▸ **DATA SHOWN**
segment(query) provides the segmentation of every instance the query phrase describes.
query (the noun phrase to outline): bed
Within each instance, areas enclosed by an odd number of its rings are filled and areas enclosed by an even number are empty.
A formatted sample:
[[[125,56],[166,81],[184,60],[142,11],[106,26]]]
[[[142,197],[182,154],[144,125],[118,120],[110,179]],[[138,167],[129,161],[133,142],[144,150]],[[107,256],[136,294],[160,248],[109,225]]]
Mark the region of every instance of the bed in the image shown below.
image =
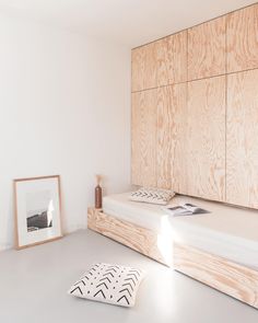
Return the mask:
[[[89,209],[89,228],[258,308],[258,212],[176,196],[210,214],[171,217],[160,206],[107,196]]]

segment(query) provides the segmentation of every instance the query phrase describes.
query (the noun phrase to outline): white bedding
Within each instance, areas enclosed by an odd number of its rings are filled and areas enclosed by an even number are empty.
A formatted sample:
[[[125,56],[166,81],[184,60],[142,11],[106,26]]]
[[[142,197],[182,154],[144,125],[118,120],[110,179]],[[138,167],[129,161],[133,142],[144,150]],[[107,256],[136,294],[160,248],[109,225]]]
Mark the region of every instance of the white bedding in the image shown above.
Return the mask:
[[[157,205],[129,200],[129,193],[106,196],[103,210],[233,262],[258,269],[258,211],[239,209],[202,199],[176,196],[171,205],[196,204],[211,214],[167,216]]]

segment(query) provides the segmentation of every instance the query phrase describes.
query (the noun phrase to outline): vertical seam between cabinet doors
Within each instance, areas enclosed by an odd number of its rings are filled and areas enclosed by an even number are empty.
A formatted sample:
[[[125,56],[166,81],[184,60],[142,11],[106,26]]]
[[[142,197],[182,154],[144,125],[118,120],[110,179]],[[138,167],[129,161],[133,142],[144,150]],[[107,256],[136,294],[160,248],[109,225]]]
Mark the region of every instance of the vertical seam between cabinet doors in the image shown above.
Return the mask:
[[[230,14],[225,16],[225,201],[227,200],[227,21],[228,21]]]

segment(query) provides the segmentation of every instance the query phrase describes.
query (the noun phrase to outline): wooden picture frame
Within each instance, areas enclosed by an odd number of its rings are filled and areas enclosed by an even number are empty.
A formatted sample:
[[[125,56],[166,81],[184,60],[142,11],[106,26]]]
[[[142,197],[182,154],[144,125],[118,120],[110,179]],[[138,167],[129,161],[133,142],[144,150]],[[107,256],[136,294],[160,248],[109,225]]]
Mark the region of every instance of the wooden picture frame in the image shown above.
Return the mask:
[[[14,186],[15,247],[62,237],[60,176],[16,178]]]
* * *
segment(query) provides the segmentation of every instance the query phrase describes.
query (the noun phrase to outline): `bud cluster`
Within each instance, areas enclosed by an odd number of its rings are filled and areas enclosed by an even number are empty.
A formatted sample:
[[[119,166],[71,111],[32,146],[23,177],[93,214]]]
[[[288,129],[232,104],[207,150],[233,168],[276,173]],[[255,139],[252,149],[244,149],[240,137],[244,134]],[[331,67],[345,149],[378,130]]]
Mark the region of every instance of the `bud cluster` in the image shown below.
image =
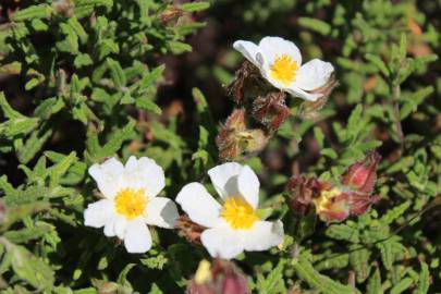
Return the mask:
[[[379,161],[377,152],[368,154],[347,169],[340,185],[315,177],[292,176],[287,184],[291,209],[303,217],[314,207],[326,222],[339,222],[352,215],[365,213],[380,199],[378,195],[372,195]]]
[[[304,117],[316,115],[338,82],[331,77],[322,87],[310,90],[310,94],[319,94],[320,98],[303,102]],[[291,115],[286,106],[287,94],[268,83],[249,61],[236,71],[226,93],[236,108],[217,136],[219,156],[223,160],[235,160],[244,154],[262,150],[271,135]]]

▸ **OBJECTIVE**
State how many lines in the entries above contain the string "between", matching case exactly. Reply with only the number.

▸ **SOLUTION TO THIS PROBLEM**
2